---------- Source records ----------

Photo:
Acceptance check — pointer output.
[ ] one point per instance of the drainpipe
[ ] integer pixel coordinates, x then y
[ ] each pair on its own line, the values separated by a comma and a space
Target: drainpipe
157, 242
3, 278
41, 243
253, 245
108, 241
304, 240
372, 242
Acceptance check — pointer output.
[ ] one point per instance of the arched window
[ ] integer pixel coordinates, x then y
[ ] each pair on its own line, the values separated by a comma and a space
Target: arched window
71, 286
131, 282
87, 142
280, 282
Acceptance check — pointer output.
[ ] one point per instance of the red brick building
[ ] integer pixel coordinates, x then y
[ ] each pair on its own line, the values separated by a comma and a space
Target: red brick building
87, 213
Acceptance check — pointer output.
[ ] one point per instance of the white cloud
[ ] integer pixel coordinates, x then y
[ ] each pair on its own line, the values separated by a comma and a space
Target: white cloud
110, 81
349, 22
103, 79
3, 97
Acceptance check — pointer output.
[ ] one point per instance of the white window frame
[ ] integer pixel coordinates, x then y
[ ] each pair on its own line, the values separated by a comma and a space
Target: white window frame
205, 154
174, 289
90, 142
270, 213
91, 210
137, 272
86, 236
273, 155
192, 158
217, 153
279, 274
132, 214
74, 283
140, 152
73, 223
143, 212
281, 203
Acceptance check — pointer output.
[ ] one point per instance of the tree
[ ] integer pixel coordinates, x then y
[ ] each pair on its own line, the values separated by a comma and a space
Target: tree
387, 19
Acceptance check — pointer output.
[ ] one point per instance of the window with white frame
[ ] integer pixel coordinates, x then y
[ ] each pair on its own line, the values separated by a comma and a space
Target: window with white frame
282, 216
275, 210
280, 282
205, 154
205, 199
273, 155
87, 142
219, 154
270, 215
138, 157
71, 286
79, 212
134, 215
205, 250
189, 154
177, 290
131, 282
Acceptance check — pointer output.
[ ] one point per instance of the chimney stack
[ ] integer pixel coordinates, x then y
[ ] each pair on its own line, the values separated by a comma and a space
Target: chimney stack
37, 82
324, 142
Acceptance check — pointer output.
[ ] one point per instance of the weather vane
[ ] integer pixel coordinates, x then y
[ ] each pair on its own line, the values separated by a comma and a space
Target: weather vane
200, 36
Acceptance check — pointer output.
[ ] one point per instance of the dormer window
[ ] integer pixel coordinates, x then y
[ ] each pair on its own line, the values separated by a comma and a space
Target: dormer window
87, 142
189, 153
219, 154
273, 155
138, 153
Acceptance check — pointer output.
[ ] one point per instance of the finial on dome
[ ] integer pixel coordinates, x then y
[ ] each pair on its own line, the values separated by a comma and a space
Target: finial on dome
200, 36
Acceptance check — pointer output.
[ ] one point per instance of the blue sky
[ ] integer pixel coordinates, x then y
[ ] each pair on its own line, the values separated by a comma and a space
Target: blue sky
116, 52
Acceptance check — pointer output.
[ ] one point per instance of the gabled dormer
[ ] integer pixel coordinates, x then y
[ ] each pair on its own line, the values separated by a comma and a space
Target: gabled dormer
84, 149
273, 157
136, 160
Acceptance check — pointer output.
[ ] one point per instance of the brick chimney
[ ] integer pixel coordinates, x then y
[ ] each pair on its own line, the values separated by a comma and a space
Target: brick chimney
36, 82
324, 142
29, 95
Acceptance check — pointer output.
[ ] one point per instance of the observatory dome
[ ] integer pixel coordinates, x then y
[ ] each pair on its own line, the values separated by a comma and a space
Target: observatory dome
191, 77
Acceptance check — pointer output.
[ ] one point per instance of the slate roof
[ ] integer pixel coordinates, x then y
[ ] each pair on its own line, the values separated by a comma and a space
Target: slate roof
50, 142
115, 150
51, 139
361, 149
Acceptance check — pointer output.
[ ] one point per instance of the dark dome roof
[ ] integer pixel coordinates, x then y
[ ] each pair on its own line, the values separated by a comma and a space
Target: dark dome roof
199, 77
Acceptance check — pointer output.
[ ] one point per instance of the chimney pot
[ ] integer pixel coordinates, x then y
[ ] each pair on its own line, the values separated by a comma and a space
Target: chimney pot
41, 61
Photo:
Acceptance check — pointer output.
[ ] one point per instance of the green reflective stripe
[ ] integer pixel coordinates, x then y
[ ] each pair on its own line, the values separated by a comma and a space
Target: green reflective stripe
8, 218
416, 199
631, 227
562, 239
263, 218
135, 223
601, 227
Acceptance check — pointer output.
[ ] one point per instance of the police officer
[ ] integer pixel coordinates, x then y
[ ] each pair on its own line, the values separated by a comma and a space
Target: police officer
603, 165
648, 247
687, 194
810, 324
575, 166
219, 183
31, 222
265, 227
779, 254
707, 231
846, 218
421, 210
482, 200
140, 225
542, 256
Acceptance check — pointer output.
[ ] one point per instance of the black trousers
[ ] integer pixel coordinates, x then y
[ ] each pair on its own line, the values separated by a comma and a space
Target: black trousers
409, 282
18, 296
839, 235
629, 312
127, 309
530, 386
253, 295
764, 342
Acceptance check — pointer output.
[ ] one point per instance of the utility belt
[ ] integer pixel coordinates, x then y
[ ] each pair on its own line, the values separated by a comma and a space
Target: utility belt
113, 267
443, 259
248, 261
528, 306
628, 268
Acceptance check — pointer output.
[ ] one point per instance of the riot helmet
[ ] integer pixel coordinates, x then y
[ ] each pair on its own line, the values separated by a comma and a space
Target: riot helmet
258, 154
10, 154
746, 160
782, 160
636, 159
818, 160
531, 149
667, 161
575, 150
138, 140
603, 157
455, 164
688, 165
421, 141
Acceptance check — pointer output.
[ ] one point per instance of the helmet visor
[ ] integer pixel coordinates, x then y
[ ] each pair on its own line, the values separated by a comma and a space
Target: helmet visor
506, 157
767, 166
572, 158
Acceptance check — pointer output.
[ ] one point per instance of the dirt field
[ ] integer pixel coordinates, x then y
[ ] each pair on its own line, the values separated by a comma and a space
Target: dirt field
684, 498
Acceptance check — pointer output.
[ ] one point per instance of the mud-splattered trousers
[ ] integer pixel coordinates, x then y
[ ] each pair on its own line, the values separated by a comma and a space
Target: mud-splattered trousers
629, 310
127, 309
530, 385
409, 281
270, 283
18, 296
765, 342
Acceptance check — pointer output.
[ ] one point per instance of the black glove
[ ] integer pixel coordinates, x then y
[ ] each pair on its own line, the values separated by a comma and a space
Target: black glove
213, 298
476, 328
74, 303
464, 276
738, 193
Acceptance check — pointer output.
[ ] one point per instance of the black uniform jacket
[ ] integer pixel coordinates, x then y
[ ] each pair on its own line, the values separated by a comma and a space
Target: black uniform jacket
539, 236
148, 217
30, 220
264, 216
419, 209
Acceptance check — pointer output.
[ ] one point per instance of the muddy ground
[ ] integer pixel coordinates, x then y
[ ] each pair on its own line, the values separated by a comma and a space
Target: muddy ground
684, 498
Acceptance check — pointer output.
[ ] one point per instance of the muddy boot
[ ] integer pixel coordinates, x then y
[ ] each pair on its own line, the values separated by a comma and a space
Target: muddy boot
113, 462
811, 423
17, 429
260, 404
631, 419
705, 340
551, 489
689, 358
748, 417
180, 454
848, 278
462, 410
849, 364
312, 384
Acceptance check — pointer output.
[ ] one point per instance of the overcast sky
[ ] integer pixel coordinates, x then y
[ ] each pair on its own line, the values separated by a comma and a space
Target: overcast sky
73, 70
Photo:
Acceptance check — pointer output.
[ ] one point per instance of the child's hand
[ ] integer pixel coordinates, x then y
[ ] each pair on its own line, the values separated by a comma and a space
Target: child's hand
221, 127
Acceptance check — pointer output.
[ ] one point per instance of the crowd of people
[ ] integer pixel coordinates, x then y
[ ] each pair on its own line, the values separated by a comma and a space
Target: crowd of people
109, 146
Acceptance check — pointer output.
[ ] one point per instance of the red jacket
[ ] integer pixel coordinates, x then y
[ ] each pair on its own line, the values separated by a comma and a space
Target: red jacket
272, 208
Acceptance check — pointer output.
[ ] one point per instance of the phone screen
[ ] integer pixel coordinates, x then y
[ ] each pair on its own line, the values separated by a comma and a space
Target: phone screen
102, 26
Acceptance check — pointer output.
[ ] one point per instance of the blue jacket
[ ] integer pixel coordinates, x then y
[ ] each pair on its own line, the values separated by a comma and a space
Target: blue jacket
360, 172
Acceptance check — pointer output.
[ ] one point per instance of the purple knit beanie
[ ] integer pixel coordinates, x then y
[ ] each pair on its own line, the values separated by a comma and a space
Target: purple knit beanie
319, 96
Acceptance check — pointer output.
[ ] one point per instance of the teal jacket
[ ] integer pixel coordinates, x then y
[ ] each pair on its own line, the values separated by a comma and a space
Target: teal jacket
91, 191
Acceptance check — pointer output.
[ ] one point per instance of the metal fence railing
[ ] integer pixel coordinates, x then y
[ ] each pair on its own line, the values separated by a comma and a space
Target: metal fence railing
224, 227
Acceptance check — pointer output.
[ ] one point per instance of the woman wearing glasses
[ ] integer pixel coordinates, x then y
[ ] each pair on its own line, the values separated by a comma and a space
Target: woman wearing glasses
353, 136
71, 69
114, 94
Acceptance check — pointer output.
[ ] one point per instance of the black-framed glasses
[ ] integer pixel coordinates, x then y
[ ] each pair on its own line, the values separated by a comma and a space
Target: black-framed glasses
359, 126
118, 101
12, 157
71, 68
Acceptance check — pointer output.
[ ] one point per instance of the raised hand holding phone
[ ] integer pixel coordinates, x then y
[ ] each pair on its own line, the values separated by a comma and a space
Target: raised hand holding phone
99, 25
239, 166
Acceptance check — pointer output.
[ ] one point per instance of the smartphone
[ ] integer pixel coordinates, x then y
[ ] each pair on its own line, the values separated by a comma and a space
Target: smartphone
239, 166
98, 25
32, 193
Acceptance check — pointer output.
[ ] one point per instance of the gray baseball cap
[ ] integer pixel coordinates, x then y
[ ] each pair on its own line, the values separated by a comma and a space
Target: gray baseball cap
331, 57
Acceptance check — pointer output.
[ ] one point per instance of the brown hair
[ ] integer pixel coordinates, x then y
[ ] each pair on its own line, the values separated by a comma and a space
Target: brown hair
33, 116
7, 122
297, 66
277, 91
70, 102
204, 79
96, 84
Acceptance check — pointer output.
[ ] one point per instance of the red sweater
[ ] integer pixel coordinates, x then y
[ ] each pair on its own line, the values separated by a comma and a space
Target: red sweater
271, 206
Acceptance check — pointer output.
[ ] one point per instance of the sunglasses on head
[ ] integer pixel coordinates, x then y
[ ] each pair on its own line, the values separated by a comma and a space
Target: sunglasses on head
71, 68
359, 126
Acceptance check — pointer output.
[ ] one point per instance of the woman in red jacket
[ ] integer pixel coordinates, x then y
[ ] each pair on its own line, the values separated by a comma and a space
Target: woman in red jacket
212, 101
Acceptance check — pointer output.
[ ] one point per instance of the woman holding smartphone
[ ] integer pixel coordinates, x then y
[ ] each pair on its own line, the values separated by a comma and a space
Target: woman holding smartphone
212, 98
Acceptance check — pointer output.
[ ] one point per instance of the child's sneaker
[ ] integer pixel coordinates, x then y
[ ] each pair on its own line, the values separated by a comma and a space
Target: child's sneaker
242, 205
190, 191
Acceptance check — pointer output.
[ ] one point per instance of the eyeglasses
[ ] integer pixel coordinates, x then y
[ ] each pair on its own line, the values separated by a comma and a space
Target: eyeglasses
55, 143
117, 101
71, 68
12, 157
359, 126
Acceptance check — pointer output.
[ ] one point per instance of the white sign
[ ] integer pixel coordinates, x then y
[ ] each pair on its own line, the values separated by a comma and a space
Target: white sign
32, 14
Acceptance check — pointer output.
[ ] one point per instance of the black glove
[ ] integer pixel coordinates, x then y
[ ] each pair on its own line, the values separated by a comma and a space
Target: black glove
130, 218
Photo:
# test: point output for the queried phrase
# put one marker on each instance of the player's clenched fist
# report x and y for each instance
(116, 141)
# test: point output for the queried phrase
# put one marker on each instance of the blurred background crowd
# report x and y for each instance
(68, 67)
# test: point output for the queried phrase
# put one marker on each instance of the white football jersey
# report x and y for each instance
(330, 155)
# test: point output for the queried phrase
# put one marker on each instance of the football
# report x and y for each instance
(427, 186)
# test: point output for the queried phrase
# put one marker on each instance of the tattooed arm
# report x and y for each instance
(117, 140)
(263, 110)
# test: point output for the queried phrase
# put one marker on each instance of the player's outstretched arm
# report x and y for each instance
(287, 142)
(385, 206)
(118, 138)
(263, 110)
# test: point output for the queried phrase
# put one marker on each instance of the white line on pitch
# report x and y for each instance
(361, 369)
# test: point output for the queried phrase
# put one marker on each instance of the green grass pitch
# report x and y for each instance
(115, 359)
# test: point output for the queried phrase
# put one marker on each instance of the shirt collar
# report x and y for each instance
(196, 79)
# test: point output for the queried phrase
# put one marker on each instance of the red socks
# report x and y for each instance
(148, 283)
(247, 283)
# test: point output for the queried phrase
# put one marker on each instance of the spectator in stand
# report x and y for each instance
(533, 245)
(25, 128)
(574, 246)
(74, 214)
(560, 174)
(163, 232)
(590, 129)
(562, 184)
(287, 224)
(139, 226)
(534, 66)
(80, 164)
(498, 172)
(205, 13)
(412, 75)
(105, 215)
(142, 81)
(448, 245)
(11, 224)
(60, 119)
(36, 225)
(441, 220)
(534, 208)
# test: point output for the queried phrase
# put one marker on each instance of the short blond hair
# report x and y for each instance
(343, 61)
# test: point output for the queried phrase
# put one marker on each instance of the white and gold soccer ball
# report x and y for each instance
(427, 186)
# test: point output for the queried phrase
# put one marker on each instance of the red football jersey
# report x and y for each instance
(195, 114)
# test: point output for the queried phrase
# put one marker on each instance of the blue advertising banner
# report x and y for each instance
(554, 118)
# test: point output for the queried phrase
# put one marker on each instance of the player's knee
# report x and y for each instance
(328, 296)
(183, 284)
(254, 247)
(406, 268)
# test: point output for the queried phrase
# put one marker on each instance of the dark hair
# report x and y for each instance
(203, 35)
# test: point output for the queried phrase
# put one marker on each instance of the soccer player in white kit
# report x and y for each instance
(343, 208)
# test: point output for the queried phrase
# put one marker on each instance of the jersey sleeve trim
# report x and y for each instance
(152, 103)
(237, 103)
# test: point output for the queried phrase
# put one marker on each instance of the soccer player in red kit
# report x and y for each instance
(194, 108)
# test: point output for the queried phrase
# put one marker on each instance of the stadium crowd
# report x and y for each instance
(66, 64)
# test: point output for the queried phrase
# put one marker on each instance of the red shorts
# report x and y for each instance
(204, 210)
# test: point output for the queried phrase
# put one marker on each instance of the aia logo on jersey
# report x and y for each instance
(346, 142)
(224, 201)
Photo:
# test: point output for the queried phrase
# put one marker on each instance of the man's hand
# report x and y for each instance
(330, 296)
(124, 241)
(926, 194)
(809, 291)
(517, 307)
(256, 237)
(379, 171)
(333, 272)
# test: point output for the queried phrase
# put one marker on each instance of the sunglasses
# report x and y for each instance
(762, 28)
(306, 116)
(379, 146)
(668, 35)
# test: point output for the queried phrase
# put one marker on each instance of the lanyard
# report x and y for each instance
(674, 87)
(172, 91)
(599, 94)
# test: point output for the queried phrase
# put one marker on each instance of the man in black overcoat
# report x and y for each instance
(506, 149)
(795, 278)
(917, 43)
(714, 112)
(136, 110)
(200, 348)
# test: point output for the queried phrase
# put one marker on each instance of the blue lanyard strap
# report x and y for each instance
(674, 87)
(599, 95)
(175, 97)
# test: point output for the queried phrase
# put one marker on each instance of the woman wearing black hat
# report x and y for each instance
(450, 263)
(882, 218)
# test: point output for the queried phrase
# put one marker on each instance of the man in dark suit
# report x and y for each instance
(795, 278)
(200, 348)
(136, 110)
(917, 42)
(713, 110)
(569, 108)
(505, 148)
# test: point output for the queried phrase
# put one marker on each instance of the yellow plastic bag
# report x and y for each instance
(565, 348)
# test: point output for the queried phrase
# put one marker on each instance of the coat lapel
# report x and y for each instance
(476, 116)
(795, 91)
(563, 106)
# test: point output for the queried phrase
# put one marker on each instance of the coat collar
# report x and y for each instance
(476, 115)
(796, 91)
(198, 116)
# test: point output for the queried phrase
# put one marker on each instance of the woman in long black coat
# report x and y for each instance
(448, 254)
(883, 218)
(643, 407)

----------

## Problem description
Please count the lines in the listing above that contain the string "crowd", where case counts, and reply with the number alone.

## Solution to this exercise
4